## Listed records
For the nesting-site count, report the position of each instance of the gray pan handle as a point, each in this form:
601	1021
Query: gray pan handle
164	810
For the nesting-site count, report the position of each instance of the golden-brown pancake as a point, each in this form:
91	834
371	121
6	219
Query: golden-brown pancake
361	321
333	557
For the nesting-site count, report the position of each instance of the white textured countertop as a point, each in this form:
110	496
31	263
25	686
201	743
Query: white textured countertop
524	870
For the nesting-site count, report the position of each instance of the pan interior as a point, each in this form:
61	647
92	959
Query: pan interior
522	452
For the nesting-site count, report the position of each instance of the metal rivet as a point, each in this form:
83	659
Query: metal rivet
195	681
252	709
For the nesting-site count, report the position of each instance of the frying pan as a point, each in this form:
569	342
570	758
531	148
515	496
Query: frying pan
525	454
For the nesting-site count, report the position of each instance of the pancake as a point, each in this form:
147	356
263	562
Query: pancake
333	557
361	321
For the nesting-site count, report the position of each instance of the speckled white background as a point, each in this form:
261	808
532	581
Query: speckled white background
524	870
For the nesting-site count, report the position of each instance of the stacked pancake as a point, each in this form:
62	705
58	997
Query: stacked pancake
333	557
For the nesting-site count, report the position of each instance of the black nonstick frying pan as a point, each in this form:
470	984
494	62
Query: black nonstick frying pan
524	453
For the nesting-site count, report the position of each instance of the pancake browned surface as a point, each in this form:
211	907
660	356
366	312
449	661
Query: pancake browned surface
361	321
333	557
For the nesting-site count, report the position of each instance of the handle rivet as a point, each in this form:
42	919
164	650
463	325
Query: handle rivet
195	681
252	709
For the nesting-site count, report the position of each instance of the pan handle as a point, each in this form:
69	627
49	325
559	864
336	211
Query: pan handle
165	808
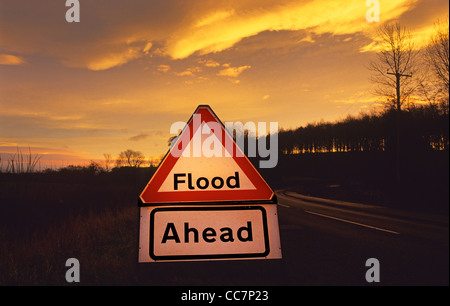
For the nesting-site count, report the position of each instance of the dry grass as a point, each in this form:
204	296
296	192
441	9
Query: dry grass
104	244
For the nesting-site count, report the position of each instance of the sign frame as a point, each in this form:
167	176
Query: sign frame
272	244
203	197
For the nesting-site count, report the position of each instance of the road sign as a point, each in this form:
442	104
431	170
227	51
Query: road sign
205	166
218	232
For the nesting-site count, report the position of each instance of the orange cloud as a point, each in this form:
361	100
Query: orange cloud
12	60
233	71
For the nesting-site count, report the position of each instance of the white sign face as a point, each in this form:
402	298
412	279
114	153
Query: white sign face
178	233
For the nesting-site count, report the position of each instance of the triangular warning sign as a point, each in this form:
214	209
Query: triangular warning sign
205	165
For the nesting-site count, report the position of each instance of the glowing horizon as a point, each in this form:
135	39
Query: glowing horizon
120	77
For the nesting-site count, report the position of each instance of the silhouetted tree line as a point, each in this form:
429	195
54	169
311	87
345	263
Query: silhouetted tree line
422	128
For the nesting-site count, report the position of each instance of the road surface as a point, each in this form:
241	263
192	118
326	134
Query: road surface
327	242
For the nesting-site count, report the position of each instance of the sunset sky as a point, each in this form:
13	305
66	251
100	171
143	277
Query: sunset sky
120	77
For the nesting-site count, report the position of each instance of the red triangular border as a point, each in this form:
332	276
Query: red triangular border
151	196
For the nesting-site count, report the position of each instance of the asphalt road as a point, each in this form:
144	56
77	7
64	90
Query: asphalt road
327	242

## How to complete this task
Start printing at the line with "Query: road surface" and stop after the final line of the listing above, keeping every line exact.

## Finished task
Query: road surface
327	242
For the nesting-site count, report the position of each instance of the sunset sky as a point, each in this form:
13	305
66	251
100	171
143	277
Query: sunset sky
120	77
For the nesting-site count, report the position of each instance of the red triangular border as a point, each in this form:
332	276
Query: red triangular border
151	196
For the nesting-site count, report the position of each instance of the asphalt road as a point, each in this form:
144	56
77	7
64	90
Query: asphalt road
327	242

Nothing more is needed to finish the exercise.